[Opening PAGE EXCERPT section]
Finnish ice hockey player (born 1993)

Teemu Lepaus (born March 12, 1993) is a Finnish professional ice hockey player who plays for Bietigheim Steelers in the Deutsche Eishockey Liga (DEL). He also plays roller in-line hockey last time playing for Team Haippi winning the Finnish championships. He has also played for the Finnish men's team winning silver in the 2017 world championships.

==Playing career==
In the 2014–15 season, Lepaus played in EHC Lustenau for 9 games. Lustenau won the INL championship that season. Lepaus also played in Suomi-sarja for Ketterä.

In the 2015–16 season Lepaus had moved to play for SaPKo in the finnish second-tier league, Mestis. He played 40 games and put up 22 points. 12 of those were goals.

The next season, 2016–17 Lepaus played for SaPKo for the last time. He played 48 games and made 62 points, but only 16 were goals. SaPKo won the Mestis championship and Lepaus was chosen for the all-star team. Lepaus had the most playoff points (17) and the most assists (46). Lepaus was also chosen as the playoffs MVP.

For the next four seasons (2017–2021) Lepaus played in the Finnish first-tier league, SM-liiga. He was on the roster of Ilves. Lepaus played 203 games in those four seasons and put up 104 points. 41 of those were goals.

In 2021 Lepaus signed a one-year contract with Porin Ässät. But he went to EHC Visp in the middle of the season.

==Personal life==
Lepaus' retired brother Toni played ice hockey in Mestis. Lepaus played football in Ilves when he was a kid.

==Career statistics==
| | | Regular season | | Playoffs | | | | | | | | |
| Season | Team | League | GP | G | A | Pts | PIM | GP | G | A | Pts | PIM |
| 2011–12 | Ilves | Jr. A | 34 | 4 | 11 | 15 | 14 | — | — | — | — | — |
| 2012–13 | Ilves | Jr. A | 38 | 10 | 20 | 30 | 26 | — | — | — | — | — |
| 2013–14 | Ilves | Jr. A | 40 | 10 | 25 | 35 | 24 | 5 | 2 | 2 | 4 | 0 |
| 2014-15 Inter-National League season|2014–15 | EHC Lustenau | INL | 9 | 3 | 9 | 12 | 6 | — | — | — | — | — |
| 2014-15 Suomi-sarja season|2014–15 | Ketterä | Suomi-sarja | 14 | 3 | 13 | 16 | — | — | — | — | — | — |
| 2015–16 | SaPKo | Mestis | 40 | 12 | 10 | 22 | 39 | — | — | — | — | — |
| 2016–17 | SapKo | Mestis | 48 | 16 | 46 | 62 | 42 | 12 | 7 | 10 | 17 | 8 |
| 2017–18 | Ilves | SM-l | 56 | 8 | 16 | 24 | 39 | — | — | — | — | — |
| 2018–19 | Ilves | SM-l | 60 | 16 | 24 | 40 | 26 | 7 | 1 | 2 | 3 | 2 |
| 2019–20 | Ilves | SM-l | 49 | 6 | 12 | 18 | 10 | — | — | — | — | — |
| 2020–21 | Ilves | SM-l | 38 | 13 | 9 | 22 | 18 | 5 | 0 | 1 | 1 | 0 |
| 2021–22 | Ässät | SM-l | 34 | 7 | 9 | 16 | 6 | — | — | — | — | — |
| 2021–22 | EHC Visp | SL | 8 | 2 | 4 | 6 | 0 | — | — | — | — | — |
| 2022–23 | Bietigheim Steelers | DEL | 54 | 17 | 13 | 30 | 22 | — | — | — | — | — |
| Liiga totals | 237 | 50 | 70 | 120 | 99 | 12 | 1 | 3 | 4 | 2 | | |

== Roller in-line hockey ==

Teemu Lepaus played in the 2017 roller in-line hockey championships for Finland men's national inline hockey team "Rullaleijonat". Teemu lepaus scored 22 points (tournaments best). Finland got 2nd place in the tournament.
[Closing PAGE EXCERPT section]
[Opening INFORMATION section]
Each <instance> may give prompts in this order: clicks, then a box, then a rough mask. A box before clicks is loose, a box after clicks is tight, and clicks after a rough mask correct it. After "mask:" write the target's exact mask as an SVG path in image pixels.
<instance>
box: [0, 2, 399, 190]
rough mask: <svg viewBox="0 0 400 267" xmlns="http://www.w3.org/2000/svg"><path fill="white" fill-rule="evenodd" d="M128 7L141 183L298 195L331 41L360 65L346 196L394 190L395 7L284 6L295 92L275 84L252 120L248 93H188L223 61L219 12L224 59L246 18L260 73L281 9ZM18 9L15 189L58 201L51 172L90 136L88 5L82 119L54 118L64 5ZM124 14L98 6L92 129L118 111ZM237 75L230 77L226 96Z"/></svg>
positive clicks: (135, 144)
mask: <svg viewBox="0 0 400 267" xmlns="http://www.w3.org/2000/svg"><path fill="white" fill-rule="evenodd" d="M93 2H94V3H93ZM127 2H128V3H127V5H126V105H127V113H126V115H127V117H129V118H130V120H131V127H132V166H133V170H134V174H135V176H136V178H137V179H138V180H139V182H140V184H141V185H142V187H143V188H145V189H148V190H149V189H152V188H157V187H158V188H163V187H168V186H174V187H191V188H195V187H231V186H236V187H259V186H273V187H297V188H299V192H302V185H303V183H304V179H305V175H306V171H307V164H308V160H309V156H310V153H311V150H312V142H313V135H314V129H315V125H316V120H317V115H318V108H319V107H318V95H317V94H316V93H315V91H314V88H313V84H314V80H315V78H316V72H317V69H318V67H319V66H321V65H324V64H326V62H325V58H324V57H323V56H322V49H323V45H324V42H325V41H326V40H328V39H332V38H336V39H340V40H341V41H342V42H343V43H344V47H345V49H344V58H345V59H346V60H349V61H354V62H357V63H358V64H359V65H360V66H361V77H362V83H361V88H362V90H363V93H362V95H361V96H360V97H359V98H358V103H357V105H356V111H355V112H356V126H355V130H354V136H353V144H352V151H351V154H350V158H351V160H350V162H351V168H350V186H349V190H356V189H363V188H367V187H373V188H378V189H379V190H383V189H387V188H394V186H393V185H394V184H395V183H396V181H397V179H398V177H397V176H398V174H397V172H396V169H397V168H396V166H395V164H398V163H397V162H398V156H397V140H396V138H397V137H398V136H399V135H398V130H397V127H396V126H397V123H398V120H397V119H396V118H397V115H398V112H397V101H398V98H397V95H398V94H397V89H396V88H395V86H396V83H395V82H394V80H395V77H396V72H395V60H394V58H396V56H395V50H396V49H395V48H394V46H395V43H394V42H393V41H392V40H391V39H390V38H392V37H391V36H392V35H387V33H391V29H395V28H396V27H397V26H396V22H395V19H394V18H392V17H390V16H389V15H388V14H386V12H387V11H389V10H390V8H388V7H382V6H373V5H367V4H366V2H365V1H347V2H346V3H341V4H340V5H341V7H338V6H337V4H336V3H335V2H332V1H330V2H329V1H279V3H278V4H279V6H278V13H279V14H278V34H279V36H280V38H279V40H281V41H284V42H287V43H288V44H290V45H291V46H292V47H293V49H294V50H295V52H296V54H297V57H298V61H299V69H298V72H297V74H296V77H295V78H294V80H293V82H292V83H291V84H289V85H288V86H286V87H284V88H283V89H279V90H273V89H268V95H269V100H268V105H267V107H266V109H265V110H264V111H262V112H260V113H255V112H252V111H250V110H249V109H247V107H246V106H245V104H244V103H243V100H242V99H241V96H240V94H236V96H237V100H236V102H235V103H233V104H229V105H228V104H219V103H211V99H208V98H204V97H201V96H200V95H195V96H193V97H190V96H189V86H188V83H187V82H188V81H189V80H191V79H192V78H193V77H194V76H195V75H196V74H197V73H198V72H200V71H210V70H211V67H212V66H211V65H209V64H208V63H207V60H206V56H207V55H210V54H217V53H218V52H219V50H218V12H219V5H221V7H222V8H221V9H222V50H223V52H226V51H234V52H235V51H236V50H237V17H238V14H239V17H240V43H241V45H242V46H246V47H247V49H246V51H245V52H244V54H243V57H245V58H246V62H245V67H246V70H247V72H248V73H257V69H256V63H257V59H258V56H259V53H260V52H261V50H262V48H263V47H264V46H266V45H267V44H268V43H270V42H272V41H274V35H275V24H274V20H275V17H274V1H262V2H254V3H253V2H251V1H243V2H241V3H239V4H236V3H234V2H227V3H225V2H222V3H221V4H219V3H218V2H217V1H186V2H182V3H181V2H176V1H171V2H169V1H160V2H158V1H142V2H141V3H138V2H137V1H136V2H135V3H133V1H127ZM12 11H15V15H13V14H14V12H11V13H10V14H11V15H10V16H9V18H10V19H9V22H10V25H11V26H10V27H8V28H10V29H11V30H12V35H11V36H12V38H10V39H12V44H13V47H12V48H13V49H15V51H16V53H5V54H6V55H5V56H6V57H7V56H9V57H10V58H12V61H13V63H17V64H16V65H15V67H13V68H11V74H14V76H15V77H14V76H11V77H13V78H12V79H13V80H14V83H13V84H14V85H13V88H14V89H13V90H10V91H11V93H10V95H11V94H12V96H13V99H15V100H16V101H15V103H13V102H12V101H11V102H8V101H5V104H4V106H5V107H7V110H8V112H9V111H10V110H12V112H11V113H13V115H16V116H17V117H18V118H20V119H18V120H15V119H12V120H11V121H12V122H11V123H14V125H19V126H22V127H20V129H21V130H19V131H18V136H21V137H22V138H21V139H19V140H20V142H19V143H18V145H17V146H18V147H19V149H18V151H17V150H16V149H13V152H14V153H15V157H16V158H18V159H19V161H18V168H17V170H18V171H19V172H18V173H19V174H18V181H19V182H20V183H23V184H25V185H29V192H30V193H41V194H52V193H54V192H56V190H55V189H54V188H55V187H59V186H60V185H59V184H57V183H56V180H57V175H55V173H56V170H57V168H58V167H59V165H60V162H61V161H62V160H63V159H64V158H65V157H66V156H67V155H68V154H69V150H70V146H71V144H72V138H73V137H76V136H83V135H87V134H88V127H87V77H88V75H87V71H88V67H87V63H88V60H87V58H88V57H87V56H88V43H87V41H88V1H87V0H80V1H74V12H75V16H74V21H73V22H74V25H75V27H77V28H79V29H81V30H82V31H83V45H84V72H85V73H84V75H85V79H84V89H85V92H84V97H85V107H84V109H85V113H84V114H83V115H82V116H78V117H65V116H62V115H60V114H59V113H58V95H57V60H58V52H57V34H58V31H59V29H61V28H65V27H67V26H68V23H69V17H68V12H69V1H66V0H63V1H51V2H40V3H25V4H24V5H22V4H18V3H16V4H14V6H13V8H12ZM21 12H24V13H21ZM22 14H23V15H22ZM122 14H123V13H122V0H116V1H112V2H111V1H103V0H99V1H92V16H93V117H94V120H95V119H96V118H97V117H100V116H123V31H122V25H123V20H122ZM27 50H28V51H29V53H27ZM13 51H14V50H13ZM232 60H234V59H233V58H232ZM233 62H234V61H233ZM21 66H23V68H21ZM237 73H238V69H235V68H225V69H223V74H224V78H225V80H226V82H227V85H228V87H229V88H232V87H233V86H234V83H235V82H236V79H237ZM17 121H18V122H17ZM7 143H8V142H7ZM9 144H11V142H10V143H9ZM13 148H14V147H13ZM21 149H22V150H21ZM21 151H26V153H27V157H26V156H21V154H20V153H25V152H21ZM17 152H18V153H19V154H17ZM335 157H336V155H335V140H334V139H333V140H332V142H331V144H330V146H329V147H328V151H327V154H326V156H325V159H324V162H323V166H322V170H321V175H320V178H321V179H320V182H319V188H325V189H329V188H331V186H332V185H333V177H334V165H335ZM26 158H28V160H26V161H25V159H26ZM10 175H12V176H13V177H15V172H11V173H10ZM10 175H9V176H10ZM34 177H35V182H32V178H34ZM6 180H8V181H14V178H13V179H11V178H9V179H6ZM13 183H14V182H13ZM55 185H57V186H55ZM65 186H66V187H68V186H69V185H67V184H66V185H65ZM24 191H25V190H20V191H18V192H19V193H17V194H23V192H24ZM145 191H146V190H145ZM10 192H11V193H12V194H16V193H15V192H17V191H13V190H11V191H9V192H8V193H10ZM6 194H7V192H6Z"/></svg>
[Closing INFORMATION section]
PROMPT 1 – Please transcribe part of the Teemu Lepaus article word for word, beginning at the words "Finnish ice hockey" and stopping after "12 of those were goals.".
PROMPT 2 –
Answer these questions from the Teemu Lepaus article:
(a) With which team did Lepaus sign a one-year contract in 2021?
(b) What sport did Lepaus play in Ilves as a kid?
(c) How many points did Lepaus score at the 2017 roller in-line hockey championships?
PROMPT 3 – List each distinct entry in the League column of the career statistics table in the Teemu Lepaus article.
The lines after the Teemu Lepaus article are separate material with no connection to it.

WRITTEN REPLY 1 –
Finnish ice hockey player (born 1993)

Teemu Lepaus (born March 12, 1993) is a Finnish professional ice hockey player who plays for Bietigheim Steelers in the Deutsche Eishockey Liga (DEL). He also plays roller in-line hockey last time playing for Team Haippi winning the Finnish championships. He has also played for the Finnish men's team winning silver in the 2017 world championships.

==Playing career==
In the 2014–15 season, Lepaus played in EHC Lustenau for 9 games. Lustenau won the INL championship that season. Lepaus also played in Suomi-sarja for Ketterä.

In the 2015–16 season Lepaus had moved to play for SaPKo in the finnish second-tier league, Mestis. He played 40 games and put up 22 points. 12 of those were goals.

WRITTEN REPLY 2 –
(a) Porin Ässät
(b) Football
(c) 22 points

WRITTEN REPLY 3 – Jr. A, INL, Suomi-sarja, Mestis, SM-l, SL, DEL